## BEGIN

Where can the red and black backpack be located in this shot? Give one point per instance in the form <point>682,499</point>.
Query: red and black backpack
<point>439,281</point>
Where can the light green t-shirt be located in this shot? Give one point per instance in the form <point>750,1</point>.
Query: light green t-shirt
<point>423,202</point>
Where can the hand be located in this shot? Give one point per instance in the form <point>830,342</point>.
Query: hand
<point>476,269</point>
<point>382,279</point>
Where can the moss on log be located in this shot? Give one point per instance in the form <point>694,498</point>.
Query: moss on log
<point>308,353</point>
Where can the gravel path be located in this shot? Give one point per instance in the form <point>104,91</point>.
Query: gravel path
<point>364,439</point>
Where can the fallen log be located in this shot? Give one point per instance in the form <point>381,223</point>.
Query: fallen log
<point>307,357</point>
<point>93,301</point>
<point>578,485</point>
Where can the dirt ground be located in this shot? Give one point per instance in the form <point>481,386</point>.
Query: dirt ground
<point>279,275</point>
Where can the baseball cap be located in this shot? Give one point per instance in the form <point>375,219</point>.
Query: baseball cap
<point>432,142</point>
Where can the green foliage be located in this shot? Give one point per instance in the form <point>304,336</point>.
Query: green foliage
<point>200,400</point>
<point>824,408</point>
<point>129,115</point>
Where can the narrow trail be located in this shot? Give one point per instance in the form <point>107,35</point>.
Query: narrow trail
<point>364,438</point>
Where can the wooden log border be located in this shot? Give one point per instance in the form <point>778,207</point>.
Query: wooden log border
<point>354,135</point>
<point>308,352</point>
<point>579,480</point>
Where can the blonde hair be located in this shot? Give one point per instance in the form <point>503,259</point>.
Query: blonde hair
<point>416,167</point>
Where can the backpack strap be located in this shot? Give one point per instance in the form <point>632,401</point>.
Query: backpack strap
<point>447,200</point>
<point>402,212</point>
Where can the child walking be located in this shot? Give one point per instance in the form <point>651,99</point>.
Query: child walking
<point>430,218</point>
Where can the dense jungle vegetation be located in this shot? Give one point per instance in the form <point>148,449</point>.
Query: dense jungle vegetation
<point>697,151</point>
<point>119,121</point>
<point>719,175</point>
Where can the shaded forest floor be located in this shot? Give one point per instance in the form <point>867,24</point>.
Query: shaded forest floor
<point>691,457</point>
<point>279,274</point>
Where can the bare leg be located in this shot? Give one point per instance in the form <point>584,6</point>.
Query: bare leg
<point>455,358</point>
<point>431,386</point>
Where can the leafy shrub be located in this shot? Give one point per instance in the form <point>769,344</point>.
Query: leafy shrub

## END

** Task to carry out **
Starting at the line that contains "Where can the light" and stopping after the line that contains "<point>423,202</point>", write out those lines again, switching "t-shirt" to "polo shirt" and leaving all else unchanged.

** Written solution **
Where can the light green polo shirt be located in this shot? Give one point per instance in the form <point>750,1</point>.
Query: light green polo shirt
<point>423,202</point>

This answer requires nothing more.